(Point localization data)
══════════

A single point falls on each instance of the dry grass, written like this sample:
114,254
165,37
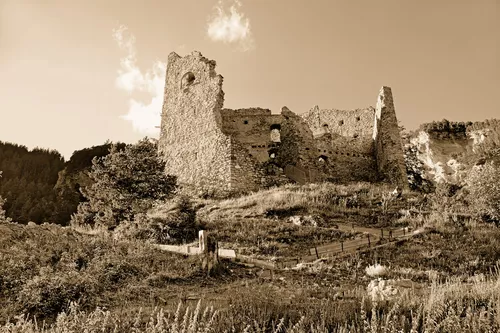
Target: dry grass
449,307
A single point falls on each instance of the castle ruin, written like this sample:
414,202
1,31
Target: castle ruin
209,147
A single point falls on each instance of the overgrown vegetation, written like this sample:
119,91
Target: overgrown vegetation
44,268
125,183
99,273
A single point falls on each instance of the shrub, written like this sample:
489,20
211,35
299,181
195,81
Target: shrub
126,182
484,188
50,292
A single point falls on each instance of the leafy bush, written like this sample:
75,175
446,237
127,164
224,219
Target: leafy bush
173,223
484,187
126,182
51,292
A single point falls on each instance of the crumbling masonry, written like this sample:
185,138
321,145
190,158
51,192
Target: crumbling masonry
211,148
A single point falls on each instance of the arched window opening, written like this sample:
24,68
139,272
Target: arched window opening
187,80
276,133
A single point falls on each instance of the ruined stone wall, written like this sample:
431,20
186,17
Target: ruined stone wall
387,139
246,171
348,123
297,142
347,159
191,141
252,128
208,147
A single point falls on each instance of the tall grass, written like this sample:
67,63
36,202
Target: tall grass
449,307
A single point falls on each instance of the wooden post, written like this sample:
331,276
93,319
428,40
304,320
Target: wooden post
202,239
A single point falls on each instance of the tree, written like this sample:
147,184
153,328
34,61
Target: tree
126,182
3,218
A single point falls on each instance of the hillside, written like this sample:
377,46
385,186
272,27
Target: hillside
446,151
49,266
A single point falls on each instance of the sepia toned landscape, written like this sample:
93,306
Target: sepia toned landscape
362,214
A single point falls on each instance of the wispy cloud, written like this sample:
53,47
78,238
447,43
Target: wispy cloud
230,26
143,116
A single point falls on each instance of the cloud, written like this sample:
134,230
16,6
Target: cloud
143,116
231,26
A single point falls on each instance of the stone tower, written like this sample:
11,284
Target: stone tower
387,141
191,141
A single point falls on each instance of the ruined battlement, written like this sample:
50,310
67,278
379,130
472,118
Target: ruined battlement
209,147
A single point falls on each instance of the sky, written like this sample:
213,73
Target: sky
75,73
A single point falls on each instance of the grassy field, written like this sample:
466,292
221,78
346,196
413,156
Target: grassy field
447,278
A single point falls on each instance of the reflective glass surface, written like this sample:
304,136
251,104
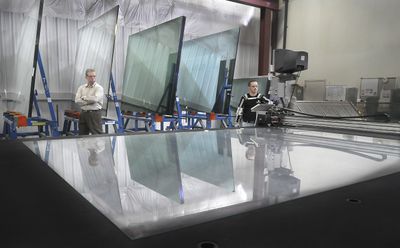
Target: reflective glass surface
200,68
222,172
17,48
239,88
151,68
95,49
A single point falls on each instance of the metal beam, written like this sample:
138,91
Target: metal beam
265,41
269,4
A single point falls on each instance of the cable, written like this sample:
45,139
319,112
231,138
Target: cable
387,116
294,87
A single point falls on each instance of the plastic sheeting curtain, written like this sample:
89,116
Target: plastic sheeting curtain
17,47
95,49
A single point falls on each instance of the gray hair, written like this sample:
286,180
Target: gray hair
89,70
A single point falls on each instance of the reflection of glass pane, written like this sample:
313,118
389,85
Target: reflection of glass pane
269,166
151,68
200,66
153,162
17,47
87,165
207,156
97,164
239,88
95,49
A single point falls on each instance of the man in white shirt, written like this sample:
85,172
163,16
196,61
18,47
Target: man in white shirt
90,97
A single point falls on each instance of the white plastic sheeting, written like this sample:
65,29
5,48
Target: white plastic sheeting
62,20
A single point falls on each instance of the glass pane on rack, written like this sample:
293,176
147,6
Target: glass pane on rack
203,60
17,47
151,68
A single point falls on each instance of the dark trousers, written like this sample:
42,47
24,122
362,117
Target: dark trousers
90,122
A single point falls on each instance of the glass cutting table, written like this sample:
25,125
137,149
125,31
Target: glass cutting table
155,182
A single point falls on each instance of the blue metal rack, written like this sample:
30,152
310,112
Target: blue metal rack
14,120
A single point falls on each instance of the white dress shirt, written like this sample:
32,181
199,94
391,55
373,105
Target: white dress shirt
90,97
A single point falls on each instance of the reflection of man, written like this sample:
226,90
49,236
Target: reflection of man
246,140
90,97
100,185
94,147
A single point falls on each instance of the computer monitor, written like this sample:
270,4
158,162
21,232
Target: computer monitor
288,61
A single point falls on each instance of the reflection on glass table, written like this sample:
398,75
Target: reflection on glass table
218,173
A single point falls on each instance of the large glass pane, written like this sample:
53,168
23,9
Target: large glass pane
201,63
207,156
95,49
153,162
239,88
135,179
151,68
17,47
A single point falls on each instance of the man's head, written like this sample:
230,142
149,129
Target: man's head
90,75
253,87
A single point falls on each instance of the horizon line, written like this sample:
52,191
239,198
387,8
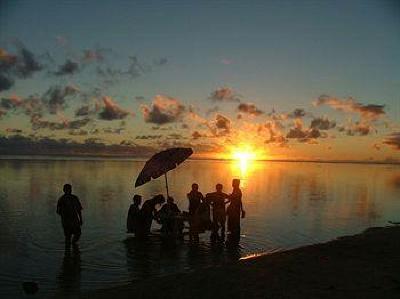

══════════

* **What you will do**
Repeat exactly the lines from the first line of the records above through the line containing "A single point falls on each instance of the wispy", leaving out the pictures.

* **Exercise result**
A single point falls on each instance of the dry grass, written like this sample:
114,254
165,37
Target: dry grass
449,307
A single point falls on each instance of the castle ruin, written like this sample:
414,202
1,31
Target: castle ruin
209,147
A single point falls on each instance of the overgrown vegetation, written like this sample:
119,91
Target: overgrown vegetation
44,268
125,183
99,273
A single point falls on each instance of the shrub, written like this sample:
489,20
211,35
299,181
195,81
Target: shrub
126,182
484,188
50,292
A single point falls on each instance of the leafy bush, written like this sample:
75,175
446,237
127,164
224,219
Target: leafy bush
173,223
484,187
126,182
51,292
A single point falls on each instance of the crumbling masonry, written like this sample:
185,138
321,145
190,158
51,192
Target: crumbling masonry
211,148
A single point falls on each instance of the arched window opening, written like this sample:
24,68
139,272
Target: arched window opening
187,80
276,133
A single point falls on each instance of the ruined stone wall, written like this sample:
431,20
186,17
Target: ruined stone wall
387,139
246,171
348,123
297,142
347,159
191,141
252,128
208,147
A single point falls on each instance of the tall grass, written like this sample:
67,63
36,202
Target: tall grass
449,307
A single point falls on each instance of the wooden post, written like this sample:
331,276
93,319
428,40
304,320
Target: wooden post
202,239
A single point falls on each instance of the tree, written like this sample:
147,184
153,328
34,61
Target: tree
126,182
3,218
A single point falls on each instance of the hillside, written like this sample:
377,46
385,186
272,27
Target: hillside
446,151
49,266
A single point falls on each instance of the sepia toned landscape, written like this sample:
93,306
Target: sepia toned landscape
362,214
A single point falls on each instance of the wispy cloud, written like this sample:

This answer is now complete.